- _Extract_:
38 U.S. 423 | SCOTUS | 1839
BARRINGTON ANTHONY, MARSHAL OF THE UNITED STATES, PLAINTIFF IN ERROR,
vs.
CYRUS BUTLER, DEFENDANT IN ERROR.
Supreme Court of United States.
*425 The case was submitted to the Court on printed arguments, by Messrs. Pearce and Turner, and Mr. Atwell, for the plaintiff in error; and by Mr. Ames, Mr. Tillinghast, and Mr. Green, for the defendant.
*431 Mr. Justice M`LEAN delivered the opinion of the Court.
This case is brought before this Court by a writ of error to the Circuit Court of Rhode Island.
The defendant, Cyrus Butler, commenced an action of replevin against the plaintiff in error, for various articles of personal property specified in the writ of replevin, and claimed by him under a mortgage dated the 20th day of November, 1837. The defendant had taken possession of the property, by virtue of an execution directed to him as marshal, on a judgment against the mortgagors.
On the trial, certain exceptions were taken to the rulings of the Court, which bring the questions decided before this Court.

- _Raw records_:
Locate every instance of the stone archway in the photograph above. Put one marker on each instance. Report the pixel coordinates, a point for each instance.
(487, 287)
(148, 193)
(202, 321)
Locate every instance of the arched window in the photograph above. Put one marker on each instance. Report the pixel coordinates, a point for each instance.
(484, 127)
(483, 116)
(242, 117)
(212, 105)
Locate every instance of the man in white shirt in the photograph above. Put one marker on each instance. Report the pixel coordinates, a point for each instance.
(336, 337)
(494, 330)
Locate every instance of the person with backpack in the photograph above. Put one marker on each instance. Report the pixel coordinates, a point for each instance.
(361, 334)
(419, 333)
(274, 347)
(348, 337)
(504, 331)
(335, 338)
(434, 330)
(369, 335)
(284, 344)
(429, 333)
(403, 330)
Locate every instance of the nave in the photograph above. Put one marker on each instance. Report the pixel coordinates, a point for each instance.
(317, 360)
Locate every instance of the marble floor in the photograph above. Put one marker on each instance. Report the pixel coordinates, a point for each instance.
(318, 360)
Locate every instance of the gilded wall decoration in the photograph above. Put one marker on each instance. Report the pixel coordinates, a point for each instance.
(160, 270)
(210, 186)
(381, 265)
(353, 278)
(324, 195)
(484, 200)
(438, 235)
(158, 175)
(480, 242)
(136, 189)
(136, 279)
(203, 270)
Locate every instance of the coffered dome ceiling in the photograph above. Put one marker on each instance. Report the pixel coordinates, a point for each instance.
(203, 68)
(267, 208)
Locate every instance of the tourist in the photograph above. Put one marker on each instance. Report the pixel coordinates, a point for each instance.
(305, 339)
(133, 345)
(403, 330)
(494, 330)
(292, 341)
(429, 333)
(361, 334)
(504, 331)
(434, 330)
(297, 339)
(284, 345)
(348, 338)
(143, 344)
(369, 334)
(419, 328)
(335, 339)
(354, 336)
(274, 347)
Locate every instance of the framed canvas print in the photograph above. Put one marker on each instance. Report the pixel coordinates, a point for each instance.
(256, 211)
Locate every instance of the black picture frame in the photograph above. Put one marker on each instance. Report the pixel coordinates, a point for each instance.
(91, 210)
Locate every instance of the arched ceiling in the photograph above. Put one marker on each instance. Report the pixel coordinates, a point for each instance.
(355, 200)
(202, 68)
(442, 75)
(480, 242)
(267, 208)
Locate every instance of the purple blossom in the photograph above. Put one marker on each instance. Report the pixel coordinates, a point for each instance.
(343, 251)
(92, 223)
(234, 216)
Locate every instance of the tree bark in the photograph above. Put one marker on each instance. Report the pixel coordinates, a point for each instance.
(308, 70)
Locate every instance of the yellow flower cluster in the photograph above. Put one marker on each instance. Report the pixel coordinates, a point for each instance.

==

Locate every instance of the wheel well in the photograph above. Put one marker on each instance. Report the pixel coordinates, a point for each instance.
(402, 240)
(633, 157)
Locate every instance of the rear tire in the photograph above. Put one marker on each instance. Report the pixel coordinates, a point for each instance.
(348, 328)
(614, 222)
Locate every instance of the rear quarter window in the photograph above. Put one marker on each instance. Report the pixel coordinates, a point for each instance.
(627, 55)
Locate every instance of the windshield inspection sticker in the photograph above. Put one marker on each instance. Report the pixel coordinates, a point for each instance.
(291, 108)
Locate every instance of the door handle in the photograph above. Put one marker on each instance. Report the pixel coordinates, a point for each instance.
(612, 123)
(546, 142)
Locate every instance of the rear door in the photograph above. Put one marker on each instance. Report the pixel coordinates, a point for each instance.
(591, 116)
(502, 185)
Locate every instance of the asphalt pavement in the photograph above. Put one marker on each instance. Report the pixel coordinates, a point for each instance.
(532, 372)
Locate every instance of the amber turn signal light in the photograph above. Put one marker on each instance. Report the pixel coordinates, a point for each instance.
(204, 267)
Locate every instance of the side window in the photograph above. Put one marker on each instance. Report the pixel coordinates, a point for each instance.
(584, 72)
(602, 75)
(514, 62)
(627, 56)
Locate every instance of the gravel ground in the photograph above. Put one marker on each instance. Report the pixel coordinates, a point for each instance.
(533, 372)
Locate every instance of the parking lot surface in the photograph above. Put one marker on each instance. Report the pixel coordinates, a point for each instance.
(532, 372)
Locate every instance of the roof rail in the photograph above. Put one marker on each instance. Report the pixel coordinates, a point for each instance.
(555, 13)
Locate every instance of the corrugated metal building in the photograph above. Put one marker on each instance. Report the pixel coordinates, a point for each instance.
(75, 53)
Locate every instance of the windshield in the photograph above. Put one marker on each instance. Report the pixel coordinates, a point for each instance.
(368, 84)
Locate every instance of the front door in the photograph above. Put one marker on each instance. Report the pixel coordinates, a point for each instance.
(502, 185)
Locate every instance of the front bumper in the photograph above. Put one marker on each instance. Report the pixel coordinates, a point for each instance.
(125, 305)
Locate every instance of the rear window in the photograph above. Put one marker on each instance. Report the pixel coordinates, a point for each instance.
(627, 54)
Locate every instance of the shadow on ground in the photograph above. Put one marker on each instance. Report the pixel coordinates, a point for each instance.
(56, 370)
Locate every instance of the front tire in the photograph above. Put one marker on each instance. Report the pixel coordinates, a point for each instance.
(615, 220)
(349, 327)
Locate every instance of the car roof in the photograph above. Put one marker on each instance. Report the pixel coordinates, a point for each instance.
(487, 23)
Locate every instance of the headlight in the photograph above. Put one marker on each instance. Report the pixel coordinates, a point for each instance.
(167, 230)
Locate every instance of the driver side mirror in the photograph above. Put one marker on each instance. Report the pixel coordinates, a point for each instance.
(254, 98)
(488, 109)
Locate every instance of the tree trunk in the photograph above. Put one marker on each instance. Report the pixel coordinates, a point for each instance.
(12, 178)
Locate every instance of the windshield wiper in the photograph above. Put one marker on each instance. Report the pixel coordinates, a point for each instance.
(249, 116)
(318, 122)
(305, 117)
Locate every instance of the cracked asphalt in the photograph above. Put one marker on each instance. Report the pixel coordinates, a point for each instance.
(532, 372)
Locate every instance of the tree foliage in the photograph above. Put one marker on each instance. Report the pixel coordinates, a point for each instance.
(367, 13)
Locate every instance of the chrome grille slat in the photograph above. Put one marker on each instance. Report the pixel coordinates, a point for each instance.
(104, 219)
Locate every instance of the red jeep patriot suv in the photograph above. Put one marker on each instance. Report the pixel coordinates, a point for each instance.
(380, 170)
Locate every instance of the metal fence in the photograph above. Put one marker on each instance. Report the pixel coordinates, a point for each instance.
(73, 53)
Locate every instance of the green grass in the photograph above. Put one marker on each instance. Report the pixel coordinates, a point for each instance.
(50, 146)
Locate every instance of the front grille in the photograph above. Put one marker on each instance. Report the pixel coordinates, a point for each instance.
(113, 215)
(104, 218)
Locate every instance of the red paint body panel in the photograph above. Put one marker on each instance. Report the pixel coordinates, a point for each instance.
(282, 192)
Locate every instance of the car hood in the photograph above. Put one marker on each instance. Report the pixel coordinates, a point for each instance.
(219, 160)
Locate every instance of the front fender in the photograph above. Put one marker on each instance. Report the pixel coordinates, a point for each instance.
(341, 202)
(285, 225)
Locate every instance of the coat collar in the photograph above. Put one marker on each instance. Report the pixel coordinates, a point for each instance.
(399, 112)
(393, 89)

- _Given request 1_:
In the court opinion, on what date was the mortgage under which Cyrus Butler claimed the property?
- _Given request 2_:
Copy word for word the stretch of the court opinion from "38 U.S. 423" through "of the Court.".

- _Expected output 1_:
The 20th day of November, 1837.

- _Expected output 2_:
38 U.S. 423 | SCOTUS | 1839
BARRINGTON ANTHONY, MARSHAL OF THE UNITED STATES, PLAINTIFF IN ERROR,
vs.
CYRUS BUTLER, DEFENDANT IN ERROR.
Supreme Court of United States.
*425 The case was submitted to the Court on printed arguments, by Messrs. Pearce and Turner, and Mr. Atwell, for the plaintiff in error; and by Mr. Ames, Mr. Tillinghast, and Mr. Green, for the defendant.
*431 Mr. Justice M`LEAN delivered the opinion of the Court.